▶ [Required work]: Scan the entries below for the word "cutting". Copy out every line in which it occurs.

***

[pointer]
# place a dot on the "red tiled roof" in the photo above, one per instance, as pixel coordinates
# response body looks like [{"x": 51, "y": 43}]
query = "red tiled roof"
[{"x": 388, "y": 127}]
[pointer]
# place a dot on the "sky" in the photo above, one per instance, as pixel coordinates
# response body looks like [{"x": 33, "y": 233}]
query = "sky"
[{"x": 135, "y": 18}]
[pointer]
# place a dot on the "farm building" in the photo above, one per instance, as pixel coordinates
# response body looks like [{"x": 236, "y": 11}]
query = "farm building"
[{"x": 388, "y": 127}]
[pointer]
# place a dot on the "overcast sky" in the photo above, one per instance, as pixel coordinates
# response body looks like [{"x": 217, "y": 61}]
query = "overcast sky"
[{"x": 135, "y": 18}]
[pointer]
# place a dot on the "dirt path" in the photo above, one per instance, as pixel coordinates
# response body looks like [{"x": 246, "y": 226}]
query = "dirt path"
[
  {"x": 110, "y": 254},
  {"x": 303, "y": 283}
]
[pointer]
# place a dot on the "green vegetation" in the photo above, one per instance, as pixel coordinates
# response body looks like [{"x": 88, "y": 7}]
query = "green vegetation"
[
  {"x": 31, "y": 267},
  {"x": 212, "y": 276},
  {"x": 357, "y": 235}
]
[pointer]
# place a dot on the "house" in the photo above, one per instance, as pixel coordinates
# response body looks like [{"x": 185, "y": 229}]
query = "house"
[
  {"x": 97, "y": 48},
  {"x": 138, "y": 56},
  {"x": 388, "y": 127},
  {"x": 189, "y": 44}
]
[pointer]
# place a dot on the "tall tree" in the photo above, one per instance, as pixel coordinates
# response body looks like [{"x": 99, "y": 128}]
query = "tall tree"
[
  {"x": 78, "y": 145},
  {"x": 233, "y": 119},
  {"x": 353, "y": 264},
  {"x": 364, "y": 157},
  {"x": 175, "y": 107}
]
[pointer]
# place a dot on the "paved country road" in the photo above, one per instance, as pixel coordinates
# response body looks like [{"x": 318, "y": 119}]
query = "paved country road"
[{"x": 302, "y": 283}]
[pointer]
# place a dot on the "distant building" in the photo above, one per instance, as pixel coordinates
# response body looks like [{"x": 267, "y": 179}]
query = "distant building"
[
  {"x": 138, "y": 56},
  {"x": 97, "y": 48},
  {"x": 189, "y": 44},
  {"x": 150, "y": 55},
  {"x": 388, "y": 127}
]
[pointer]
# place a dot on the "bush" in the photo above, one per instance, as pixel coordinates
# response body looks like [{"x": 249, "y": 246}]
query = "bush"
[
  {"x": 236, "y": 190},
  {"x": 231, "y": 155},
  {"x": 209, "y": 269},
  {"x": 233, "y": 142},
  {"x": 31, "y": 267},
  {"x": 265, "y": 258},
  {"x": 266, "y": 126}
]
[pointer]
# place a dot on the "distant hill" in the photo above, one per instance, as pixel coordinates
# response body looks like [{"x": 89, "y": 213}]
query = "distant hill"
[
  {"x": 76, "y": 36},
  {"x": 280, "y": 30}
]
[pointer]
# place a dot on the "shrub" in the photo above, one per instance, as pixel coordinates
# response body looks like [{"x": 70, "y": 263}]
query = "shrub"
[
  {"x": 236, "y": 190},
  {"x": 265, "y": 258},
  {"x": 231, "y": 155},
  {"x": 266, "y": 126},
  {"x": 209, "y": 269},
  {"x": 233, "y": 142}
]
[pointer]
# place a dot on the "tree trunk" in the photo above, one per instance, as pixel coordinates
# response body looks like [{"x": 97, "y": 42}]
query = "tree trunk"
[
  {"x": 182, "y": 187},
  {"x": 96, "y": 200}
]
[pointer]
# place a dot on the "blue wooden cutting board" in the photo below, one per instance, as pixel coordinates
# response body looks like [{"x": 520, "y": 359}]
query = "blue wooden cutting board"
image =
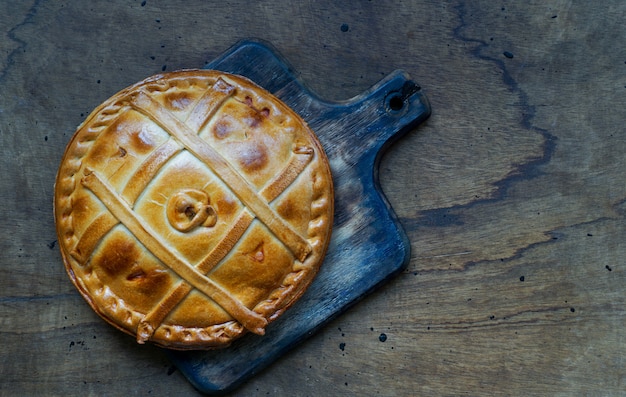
[{"x": 368, "y": 245}]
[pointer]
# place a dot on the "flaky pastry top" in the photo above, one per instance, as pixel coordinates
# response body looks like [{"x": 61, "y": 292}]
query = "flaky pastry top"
[{"x": 192, "y": 207}]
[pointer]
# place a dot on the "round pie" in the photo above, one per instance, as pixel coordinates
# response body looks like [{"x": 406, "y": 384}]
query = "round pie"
[{"x": 192, "y": 207}]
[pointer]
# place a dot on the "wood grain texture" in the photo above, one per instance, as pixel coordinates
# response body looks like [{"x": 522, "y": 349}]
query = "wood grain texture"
[{"x": 512, "y": 193}]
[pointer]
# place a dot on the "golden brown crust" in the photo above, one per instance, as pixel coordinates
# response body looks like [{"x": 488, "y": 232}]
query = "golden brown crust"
[{"x": 192, "y": 207}]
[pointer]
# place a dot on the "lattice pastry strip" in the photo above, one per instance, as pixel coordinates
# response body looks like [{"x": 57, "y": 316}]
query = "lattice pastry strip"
[{"x": 261, "y": 152}]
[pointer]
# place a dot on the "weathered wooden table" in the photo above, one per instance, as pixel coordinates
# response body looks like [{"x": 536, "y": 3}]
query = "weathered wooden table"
[{"x": 512, "y": 193}]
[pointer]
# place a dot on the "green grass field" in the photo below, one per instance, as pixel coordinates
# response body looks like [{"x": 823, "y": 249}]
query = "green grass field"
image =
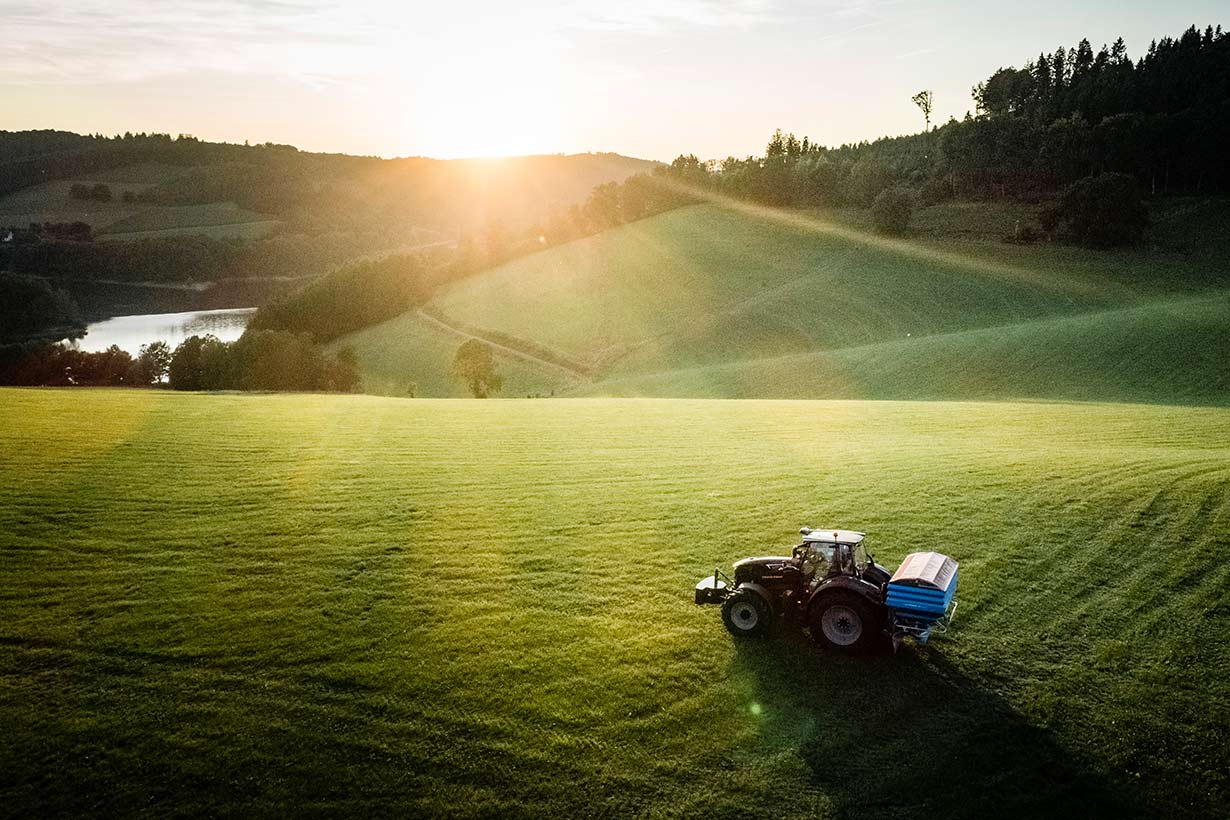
[
  {"x": 260, "y": 605},
  {"x": 707, "y": 301}
]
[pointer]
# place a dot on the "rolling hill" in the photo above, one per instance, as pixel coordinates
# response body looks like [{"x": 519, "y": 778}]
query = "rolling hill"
[{"x": 744, "y": 301}]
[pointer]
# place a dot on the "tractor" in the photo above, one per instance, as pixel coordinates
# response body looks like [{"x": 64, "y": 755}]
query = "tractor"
[{"x": 832, "y": 585}]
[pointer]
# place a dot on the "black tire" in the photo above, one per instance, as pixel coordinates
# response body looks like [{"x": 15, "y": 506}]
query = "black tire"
[
  {"x": 747, "y": 615},
  {"x": 844, "y": 622}
]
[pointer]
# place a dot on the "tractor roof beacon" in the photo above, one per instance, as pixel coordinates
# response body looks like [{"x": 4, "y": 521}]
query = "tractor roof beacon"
[{"x": 834, "y": 588}]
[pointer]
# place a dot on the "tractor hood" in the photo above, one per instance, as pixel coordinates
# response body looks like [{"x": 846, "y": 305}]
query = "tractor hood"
[{"x": 763, "y": 559}]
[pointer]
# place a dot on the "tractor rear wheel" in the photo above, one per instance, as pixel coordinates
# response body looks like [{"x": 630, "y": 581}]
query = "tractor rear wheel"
[
  {"x": 747, "y": 615},
  {"x": 843, "y": 622}
]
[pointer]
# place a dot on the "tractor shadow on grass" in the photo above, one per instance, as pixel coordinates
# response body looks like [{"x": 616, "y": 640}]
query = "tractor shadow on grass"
[{"x": 912, "y": 737}]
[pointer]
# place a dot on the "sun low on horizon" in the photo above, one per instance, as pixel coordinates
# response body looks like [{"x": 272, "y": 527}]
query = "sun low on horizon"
[{"x": 480, "y": 79}]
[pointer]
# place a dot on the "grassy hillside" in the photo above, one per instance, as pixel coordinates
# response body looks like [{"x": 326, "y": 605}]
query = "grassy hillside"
[
  {"x": 415, "y": 354},
  {"x": 250, "y": 604},
  {"x": 1166, "y": 352},
  {"x": 707, "y": 290}
]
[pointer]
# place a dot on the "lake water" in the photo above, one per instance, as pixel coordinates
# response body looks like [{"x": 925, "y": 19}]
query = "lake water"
[{"x": 130, "y": 332}]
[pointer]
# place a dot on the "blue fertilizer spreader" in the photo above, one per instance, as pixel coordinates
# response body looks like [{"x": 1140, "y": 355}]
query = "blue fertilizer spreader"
[{"x": 920, "y": 595}]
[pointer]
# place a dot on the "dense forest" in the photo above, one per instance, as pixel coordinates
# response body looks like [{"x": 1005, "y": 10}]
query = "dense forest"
[
  {"x": 1086, "y": 134},
  {"x": 1164, "y": 119}
]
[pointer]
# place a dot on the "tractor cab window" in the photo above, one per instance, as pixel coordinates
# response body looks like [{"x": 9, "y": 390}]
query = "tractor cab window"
[
  {"x": 861, "y": 558},
  {"x": 819, "y": 558}
]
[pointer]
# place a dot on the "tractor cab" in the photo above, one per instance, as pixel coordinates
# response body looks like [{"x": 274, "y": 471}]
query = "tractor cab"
[{"x": 839, "y": 552}]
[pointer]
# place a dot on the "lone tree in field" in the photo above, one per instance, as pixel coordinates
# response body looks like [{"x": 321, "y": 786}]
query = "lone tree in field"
[
  {"x": 475, "y": 365},
  {"x": 892, "y": 210},
  {"x": 924, "y": 100},
  {"x": 153, "y": 364}
]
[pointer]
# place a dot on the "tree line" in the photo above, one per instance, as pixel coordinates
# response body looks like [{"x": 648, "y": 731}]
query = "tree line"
[
  {"x": 1161, "y": 119},
  {"x": 258, "y": 360}
]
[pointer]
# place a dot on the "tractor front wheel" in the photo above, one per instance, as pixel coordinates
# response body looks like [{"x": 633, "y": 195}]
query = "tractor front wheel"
[
  {"x": 747, "y": 615},
  {"x": 843, "y": 622}
]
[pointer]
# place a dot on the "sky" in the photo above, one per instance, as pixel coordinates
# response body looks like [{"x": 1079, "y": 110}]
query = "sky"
[{"x": 487, "y": 78}]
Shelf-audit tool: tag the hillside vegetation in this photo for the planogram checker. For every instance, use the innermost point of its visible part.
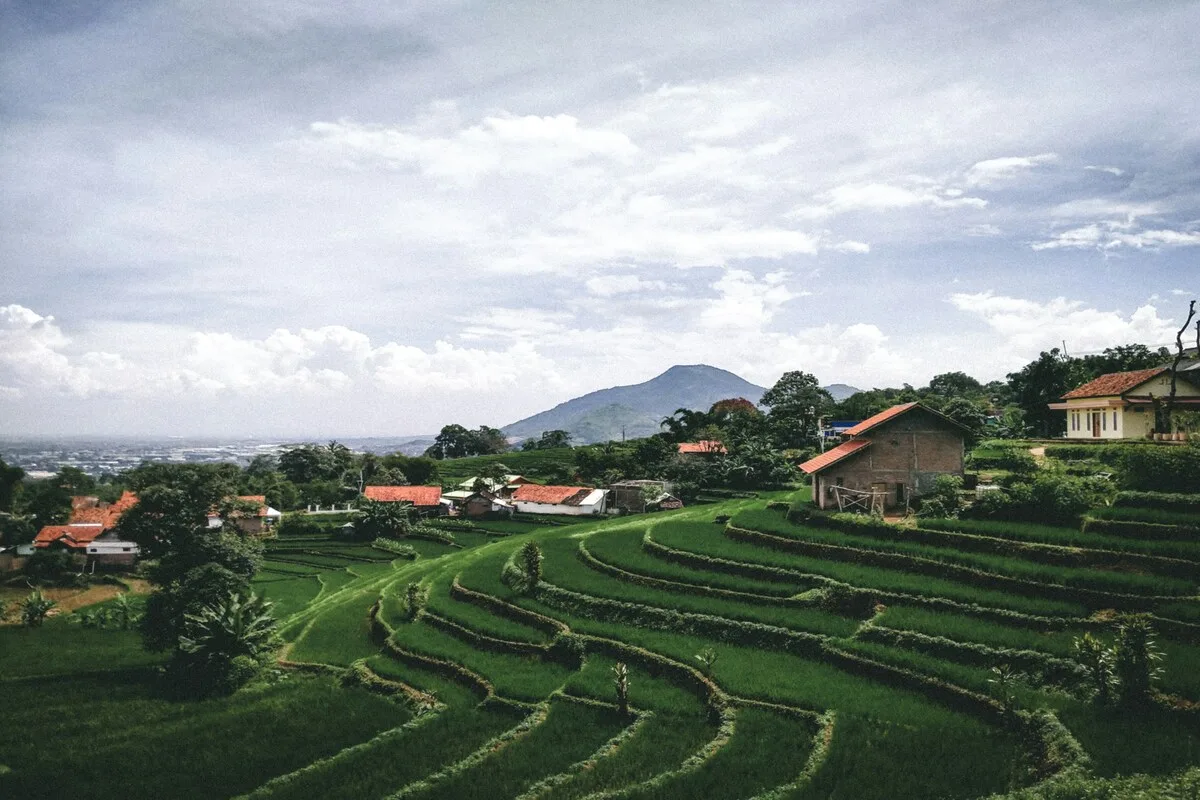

***

▶ [Written response]:
# place a dot on the "blue wooden cutting board" in the photo below, one per instance, as pixel coordinates
query = "blue wooden cutting board"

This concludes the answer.